Text —
New Delhi, June 5: Wanted, a head of state with an “aura”.

As the political establishment waits for Sonia Gandhi to reveal her choice for the next occupant of Rashtrapati Bhavan, a key player from the heartland and a former BJP Union minister outlined their views on the kind of President they expected.

Both stressed it should be a person of stature.

The Samajwadi Party, whose support counts numerically in the electoral college that votes the next President, has let it be known it wouldn’t settle for a “dark horse” or a “lightweight” choice.

The leader, who is close to Samajwadi president Mulayam Singh Yadav, said the party’s choice was finance minister Pranab Mukherjee.

“There will be hundred per cent consensus over Pranabda’s name. Wait and see, even the BJP and the NDA will back him. If he is not the UPA’s choice and Congress leaders spring a surprise like they did in 2007 (Pratibha Patil’s candidacy), we might reconsider our support. We will look at other options. The President’s office carries a certain aura, a gravitas and nobody should foist a non-serious nominee,” the leader said.

Sources said Mulayam had conveyed the same views to the Congress president.

Former BJP foreign and finance minister Jaswant Singh dismissed speculation that he was an aspirant sparked by a meeting he had weeks ago with Mulayam. But he said the “office of the President should not be through an election that is infected with party politics and convenience”.

Singh emphasised that the President must have a “stature that is recognised not simply within India but has an international footprint”.

The BJP has chosen to wait for the UPA to unveil its hand after Lok Sabha Opposition leader Sushma Swaraj’s first outburst ruling out Vice-President Hamid Ansari and endorsing Kalam. But Singh was clear on what the nominee “should be” like.

“He or she should be someone with an understanding of the ethos of India and grasp the essence of the challenges confronting the country,” he said. “If you reduce it to the political convenience of parties, I am afraid you will miss these.”

Task item A — Summarize the news report in two sentences.
Task item B — Write out the part of the news report that opens with the words containing "Both stressed it" and closes with "minister Pranab Mukherjee.".
Task item C —
Answer these questions from the news report.
(i) Whose candidacy does the Samajwadi leader give as the 2007 surprise sprung by Congress leaders?
(ii) Whom did Sushma Swaraj endorse in her first outburst?
(iii) What sparked the speculation that Jaswant Singh was an aspirant?

Dataset extract —

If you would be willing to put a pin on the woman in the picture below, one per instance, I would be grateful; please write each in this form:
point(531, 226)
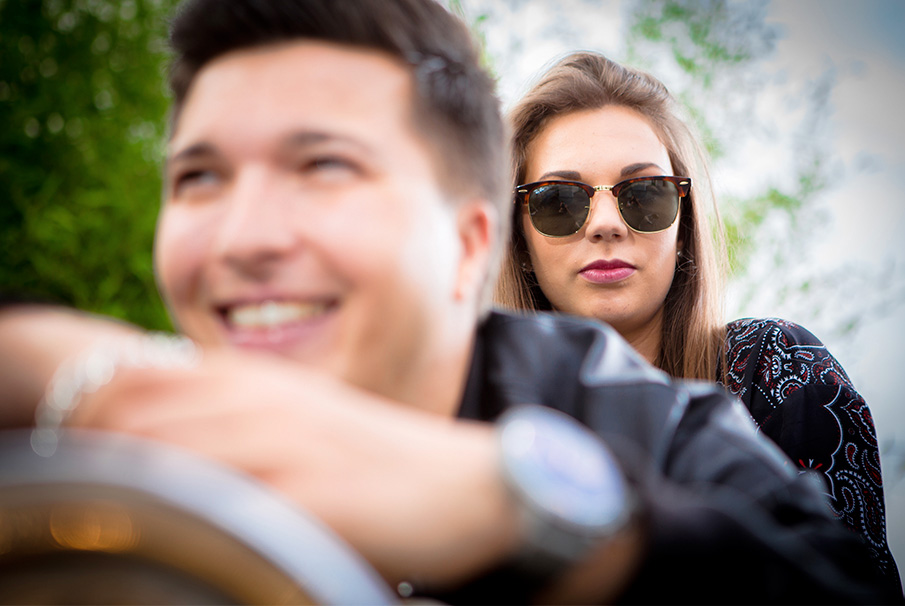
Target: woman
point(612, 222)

...

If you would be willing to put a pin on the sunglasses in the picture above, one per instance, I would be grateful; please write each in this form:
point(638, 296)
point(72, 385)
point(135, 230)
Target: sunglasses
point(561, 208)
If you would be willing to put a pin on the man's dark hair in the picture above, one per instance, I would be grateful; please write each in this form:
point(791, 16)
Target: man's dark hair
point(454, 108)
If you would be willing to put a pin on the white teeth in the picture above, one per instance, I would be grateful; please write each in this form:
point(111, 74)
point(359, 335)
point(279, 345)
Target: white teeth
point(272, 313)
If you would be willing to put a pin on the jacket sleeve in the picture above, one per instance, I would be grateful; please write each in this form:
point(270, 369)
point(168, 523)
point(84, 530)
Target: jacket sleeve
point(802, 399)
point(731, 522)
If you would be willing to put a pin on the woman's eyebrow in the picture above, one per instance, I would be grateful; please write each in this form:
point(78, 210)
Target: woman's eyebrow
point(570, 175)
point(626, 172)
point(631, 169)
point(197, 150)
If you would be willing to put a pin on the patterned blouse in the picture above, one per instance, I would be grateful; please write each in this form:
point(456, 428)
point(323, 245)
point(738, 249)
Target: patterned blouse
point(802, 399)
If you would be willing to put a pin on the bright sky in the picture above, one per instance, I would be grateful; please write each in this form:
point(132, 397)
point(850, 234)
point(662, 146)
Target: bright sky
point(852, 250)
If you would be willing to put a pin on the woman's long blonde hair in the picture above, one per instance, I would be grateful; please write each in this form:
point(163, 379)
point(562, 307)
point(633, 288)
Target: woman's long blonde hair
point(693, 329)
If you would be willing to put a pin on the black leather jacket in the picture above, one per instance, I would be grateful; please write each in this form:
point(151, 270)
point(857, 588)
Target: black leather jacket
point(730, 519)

...

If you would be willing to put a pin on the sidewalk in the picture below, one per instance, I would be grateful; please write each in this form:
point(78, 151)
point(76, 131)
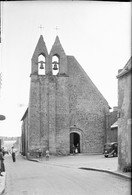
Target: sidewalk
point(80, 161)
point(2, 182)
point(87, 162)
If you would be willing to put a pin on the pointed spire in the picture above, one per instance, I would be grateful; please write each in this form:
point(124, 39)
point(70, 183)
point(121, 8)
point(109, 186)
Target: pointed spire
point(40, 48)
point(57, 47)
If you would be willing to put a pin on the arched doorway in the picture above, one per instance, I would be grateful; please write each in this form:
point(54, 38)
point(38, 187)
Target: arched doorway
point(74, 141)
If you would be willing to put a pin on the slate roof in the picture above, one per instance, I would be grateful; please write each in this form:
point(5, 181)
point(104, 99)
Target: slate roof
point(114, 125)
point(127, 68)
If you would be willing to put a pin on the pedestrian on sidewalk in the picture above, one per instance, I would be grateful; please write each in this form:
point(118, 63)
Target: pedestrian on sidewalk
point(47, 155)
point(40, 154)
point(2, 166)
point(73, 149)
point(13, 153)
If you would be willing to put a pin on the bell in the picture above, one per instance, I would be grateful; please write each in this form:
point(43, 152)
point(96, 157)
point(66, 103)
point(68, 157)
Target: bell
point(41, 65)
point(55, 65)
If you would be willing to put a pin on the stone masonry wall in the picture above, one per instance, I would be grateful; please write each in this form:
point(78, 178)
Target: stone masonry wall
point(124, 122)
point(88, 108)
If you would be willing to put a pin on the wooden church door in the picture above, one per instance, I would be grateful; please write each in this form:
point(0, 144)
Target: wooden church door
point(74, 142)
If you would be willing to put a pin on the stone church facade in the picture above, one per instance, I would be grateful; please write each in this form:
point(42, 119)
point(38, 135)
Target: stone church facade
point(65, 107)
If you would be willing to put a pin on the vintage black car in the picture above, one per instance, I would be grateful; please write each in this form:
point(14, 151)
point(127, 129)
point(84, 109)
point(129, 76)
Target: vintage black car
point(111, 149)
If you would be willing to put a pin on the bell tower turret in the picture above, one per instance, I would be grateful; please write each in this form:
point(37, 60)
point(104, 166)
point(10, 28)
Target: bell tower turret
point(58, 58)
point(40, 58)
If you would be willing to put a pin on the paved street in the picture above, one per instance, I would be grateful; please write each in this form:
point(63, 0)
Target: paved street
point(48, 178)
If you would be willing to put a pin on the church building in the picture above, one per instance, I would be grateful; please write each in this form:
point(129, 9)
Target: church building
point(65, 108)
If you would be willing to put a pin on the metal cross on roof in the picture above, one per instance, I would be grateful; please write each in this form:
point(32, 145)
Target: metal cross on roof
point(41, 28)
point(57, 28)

Task result A — As the political establishment waits for Sonia Gandhi to reveal her choice for President, a Samajwadi Party leader close to Mulayam Singh Yadav said the party's choice is finance minister Pranab Mukherjee and that it would not settle for a "dark horse" or "lightweight" nominee. Former BJP minister Jaswant Singh denied being an aspirant and said the President should have international stature and should not be chosen through an election infected with party politics and convenience.

Task result B —
Both stressed it should be a person of stature.

The Samajwadi Party, whose support counts numerically in the electoral college that votes the next President, has let it be known it wouldn’t settle for a “dark horse” or a “lightweight” choice.

The leader, who is close to Samajwadi president Mulayam Singh Yadav, said the party’s choice was finance minister Pranab Mukherjee.

Task result C —
(i) Pratibha Patil's.
(ii) Kalam.
(iii) A meeting he had with Mulayam weeks ago.